WRITTEN TASKS:
A. List the four things named in the abstract on Meiji-era civilization discourse as driving the Japan-centered elaboration of the imported discourse after the Russo-Japanese War.
B. Answer these from the abstract on Meiji-era civilization discourse:
(i) What government slogan is often used to characterize the early Meiji period?
(ii) After which war did the discourse on Eastern and Western civilization develop exponentially?
(iii) Who wrote Tōzai Bunmei Yūgōron, and in what year did it appear?
C. Please copy the abstract on Meiji-era civilization discourse word for word, from "After the Russo-Japanese" to "Bunmei Yūgōron (1909).".

TEXT TO READ:
____________________

Paper long abstract:
The early Meiji period is often characterized by the government slogan of bunmei kaika. The bunmei in this slogan is intended as singular and universal, although everyone agreed that the content was overly West European. However, at the end of the 19th century a slightly more diverse way of thinking arose in the West. Partly riding on the wave of Orientalism and its final stage of Japonisme, new interest in ‘the East/the Orient’ accumulated, as a heterogeneous entity that was not mainly backward but rather mysterious, profound and spiritual. This new Western current was immediately introduced to Japan, and made for the first usages of Tōzai Bunmei (ron). At first the dichotomy came down to a very rough generalization of the West as materialist and individualist, and the East as spiritualist and statist/collectivist.
After the Russo-Japanese War of 1904-05 this discourse developed exponentially. Increased self-confidence, pride, ambitions and dreams resulted into an indigenous Japan-centered elaboration of the imported discourse on Eastern and Western civilization, with a more detailed content that catered to specific Japanese problems and ambitions, and provided Japan with a related role and national mission. The two most well-known exponents of this discourse are Ōkuma Shigenobu’s Tōzai Bunmei no Chōwa (1907) and Ukita Kazutami’s Tōzai Bunmei Yūgōron (1909).

____________________

AVAILABLE DATA:
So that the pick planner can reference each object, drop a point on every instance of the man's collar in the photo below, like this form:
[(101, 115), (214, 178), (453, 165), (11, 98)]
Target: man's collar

____________________

RESPONSE LIST:
A. Increased self-confidence, pride, ambitions, dreams

B.
(i) Bunmei kaika
(ii) The Russo-Japanese War of 1904-05
(iii) Ukita Kazutami, 1909

C.
After the Russo-Japanese War of 1904-05 this discourse developed exponentially. Increased self-confidence, pride, ambitions and dreams resulted into an indigenous Japan-centered elaboration of the imported discourse on Eastern and Western civilization, with a more detailed content that catered to specific Japanese problems and ambitions, and provided Japan with a related role and national mission. The two most well-known exponents of this discourse are Ōkuma Shigenobu’s Tōzai Bunmei no Chōwa (1907) and Ukita Kazutami’s Tōzai Bunmei Yūgōron (1909).